### DATASET RECORDS

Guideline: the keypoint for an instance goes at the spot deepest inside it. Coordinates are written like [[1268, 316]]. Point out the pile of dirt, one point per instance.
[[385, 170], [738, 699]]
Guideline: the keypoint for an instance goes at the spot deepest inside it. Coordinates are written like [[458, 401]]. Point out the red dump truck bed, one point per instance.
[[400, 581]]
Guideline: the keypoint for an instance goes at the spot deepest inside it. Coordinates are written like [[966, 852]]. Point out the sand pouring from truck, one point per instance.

######

__DESCRIPTION OF THE TASK__: Rewrite all the entries above in full, shifting every coordinate value in the answers up by 81. Change only the answer coordinates and leave everything else as it is.

__ANSWER TO THIS PROBLEM__:
Guideline: the keypoint for an instance goes at the spot deepest inside it. Coordinates are written like [[1268, 316]]. Point out the pile of dirt, one point per instance.
[[466, 251], [819, 780]]
Guideline: the keypoint for an instance goes at the spot deepest inside it. Coordinates are written like [[458, 401]]. Point out the red dump truck bed, one point per instance.
[[481, 662]]
Guideline: the keypoint for an instance goes at the spot deepest inside it. Coordinates are written like [[966, 852]]. Point out the sand pouring from truck, one point per instance.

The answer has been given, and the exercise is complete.